▶ Exercise
Could you transcribe each entry below exactly, minus the images?

====== Records for the exercise

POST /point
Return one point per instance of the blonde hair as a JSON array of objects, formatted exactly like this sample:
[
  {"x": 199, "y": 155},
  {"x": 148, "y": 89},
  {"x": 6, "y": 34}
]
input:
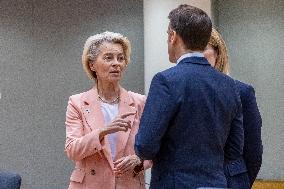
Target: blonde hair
[
  {"x": 92, "y": 49},
  {"x": 219, "y": 45}
]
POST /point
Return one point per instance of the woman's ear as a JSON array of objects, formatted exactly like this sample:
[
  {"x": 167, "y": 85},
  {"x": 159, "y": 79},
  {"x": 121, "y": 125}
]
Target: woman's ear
[{"x": 92, "y": 67}]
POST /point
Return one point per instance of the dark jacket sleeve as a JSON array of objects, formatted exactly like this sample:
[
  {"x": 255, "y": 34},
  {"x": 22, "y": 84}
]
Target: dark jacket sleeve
[
  {"x": 159, "y": 110},
  {"x": 252, "y": 131},
  {"x": 235, "y": 141}
]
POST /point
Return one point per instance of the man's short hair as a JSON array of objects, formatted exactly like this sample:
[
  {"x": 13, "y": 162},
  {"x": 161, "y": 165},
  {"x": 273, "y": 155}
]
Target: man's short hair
[{"x": 192, "y": 24}]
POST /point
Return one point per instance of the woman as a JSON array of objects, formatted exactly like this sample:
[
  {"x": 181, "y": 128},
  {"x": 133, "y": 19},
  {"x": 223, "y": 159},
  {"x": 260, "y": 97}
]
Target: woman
[
  {"x": 239, "y": 173},
  {"x": 101, "y": 123}
]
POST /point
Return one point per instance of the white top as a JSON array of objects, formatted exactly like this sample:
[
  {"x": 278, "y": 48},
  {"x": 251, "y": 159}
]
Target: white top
[
  {"x": 193, "y": 54},
  {"x": 110, "y": 111}
]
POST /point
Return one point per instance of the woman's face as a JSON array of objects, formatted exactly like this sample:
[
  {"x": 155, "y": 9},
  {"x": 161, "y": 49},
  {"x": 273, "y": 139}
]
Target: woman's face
[
  {"x": 110, "y": 63},
  {"x": 210, "y": 54}
]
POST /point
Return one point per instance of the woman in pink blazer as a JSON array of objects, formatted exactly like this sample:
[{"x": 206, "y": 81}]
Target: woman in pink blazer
[{"x": 101, "y": 123}]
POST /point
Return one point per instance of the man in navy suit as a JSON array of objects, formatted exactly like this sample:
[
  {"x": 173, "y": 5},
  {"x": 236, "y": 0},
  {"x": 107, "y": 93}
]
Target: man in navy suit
[{"x": 193, "y": 116}]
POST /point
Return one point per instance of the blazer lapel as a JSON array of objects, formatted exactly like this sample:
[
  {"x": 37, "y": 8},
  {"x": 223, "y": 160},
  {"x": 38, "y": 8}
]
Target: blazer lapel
[
  {"x": 91, "y": 108},
  {"x": 126, "y": 105}
]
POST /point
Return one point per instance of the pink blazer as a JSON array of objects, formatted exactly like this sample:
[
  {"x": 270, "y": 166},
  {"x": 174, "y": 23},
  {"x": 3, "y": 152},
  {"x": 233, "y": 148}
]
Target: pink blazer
[{"x": 92, "y": 158}]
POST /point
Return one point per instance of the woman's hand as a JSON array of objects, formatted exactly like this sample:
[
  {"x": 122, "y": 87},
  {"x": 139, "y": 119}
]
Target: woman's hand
[
  {"x": 118, "y": 124},
  {"x": 125, "y": 164}
]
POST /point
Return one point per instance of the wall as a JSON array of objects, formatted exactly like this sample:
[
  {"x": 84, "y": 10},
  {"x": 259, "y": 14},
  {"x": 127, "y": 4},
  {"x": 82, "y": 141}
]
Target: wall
[
  {"x": 254, "y": 34},
  {"x": 40, "y": 67}
]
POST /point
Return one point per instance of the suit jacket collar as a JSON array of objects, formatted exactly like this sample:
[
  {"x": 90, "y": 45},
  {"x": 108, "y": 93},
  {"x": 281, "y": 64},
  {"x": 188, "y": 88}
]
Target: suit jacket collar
[
  {"x": 91, "y": 108},
  {"x": 194, "y": 60}
]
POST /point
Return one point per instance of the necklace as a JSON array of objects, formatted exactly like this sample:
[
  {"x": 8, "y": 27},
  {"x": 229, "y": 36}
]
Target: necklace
[{"x": 109, "y": 102}]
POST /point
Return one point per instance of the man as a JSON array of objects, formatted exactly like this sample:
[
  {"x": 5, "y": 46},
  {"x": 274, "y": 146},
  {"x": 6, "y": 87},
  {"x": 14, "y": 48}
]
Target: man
[{"x": 192, "y": 117}]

============

▶ Solution
POST /point
Return one point per instance of the blonde hair as a JSON array of objects, formatted exactly like this sample:
[
  {"x": 199, "y": 155},
  {"x": 148, "y": 89},
  {"x": 6, "y": 34}
]
input:
Target: blonde hair
[
  {"x": 92, "y": 49},
  {"x": 219, "y": 45}
]
POST /point
Return one point per instance of the woman's ear as a JSON array of objects, formatted exactly like this sample:
[
  {"x": 167, "y": 85},
  {"x": 159, "y": 79},
  {"x": 121, "y": 125}
]
Target: woman's ear
[{"x": 92, "y": 67}]
POST /point
Return one point per instance of the dark jacket sleeve as a JSON array of objects, formatted exactly like this sample:
[
  {"x": 255, "y": 34},
  {"x": 22, "y": 84}
]
Target: dark jacket sleeve
[
  {"x": 159, "y": 110},
  {"x": 252, "y": 131},
  {"x": 235, "y": 141}
]
POST /point
Return one point per instance of the man's short hair as a JSON array of objects, formatted exactly like this sample:
[
  {"x": 13, "y": 162},
  {"x": 161, "y": 165},
  {"x": 273, "y": 155}
]
Target: man's short hair
[{"x": 192, "y": 24}]
POST /point
Return one point per instance of the woman as a JSON array of objects, formatted exactly like this sample:
[
  {"x": 181, "y": 128},
  {"x": 133, "y": 19},
  {"x": 223, "y": 159},
  {"x": 260, "y": 97}
]
Target: woman
[
  {"x": 239, "y": 173},
  {"x": 101, "y": 123}
]
POST /point
Return one point per instance of the white top as a JSON array of objects, formatted exactly like this sample:
[
  {"x": 278, "y": 48},
  {"x": 251, "y": 159}
]
Target: white top
[
  {"x": 193, "y": 54},
  {"x": 110, "y": 111}
]
POST /point
Return one point per instance of the woman's face as a JSON array of objects, formatted exactly like this sample:
[
  {"x": 155, "y": 9},
  {"x": 161, "y": 49},
  {"x": 273, "y": 139}
]
Target: woman's face
[
  {"x": 110, "y": 63},
  {"x": 210, "y": 54}
]
POST /point
Return one point per instance of the woman in pink blazer as a JSON array of objects, formatted exactly like this sample:
[{"x": 206, "y": 81}]
Target: woman in pink blazer
[{"x": 101, "y": 123}]
POST /point
Return one point per instance of the man in navy suit as a JSON array of objects, formatted exactly like this sample:
[
  {"x": 173, "y": 5},
  {"x": 236, "y": 0},
  {"x": 107, "y": 93}
]
Target: man in navy suit
[{"x": 193, "y": 116}]
POST /point
Return one point per instance of the blazer lapel as a JSON array of objects, formatted exactly like this sample:
[
  {"x": 37, "y": 8},
  {"x": 223, "y": 160},
  {"x": 38, "y": 8}
]
Target: blazer lapel
[
  {"x": 91, "y": 108},
  {"x": 126, "y": 105}
]
POST /point
Return one point per instance of the pink blazer as a JSON array of objects, formatted exactly like this sample:
[
  {"x": 270, "y": 166},
  {"x": 174, "y": 23},
  {"x": 3, "y": 152},
  {"x": 233, "y": 148}
]
Target: pink blazer
[{"x": 92, "y": 158}]
POST /point
Return one point per instance of the woman's hand as a JSON array of objects, formatted exactly like this sample:
[
  {"x": 122, "y": 87},
  {"x": 139, "y": 119}
]
Target: woman's hand
[
  {"x": 118, "y": 124},
  {"x": 125, "y": 164}
]
POST /point
Return one point per instance of the wall as a JSON array of objects, formatted exactly like this sample:
[
  {"x": 84, "y": 10},
  {"x": 259, "y": 14},
  {"x": 127, "y": 4},
  {"x": 82, "y": 141}
]
Target: wall
[
  {"x": 254, "y": 34},
  {"x": 40, "y": 67}
]
POST /point
Return one point per instance of the suit jacket collar as a JSON array of objects, formatted exactly like this sample:
[
  {"x": 90, "y": 45},
  {"x": 108, "y": 93},
  {"x": 281, "y": 64},
  {"x": 188, "y": 88}
]
Target: suit jacket collar
[
  {"x": 91, "y": 108},
  {"x": 194, "y": 60}
]
POST /point
Return one point per instance of the necklace as a JSON array of objects, formatted exactly like this sample:
[
  {"x": 8, "y": 27},
  {"x": 229, "y": 36}
]
Target: necklace
[{"x": 109, "y": 102}]
POST /point
Return one point per instance of the man as a JSON array of objects, formatted exactly like this sample:
[
  {"x": 5, "y": 46},
  {"x": 274, "y": 146},
  {"x": 6, "y": 87},
  {"x": 14, "y": 48}
]
Target: man
[{"x": 192, "y": 117}]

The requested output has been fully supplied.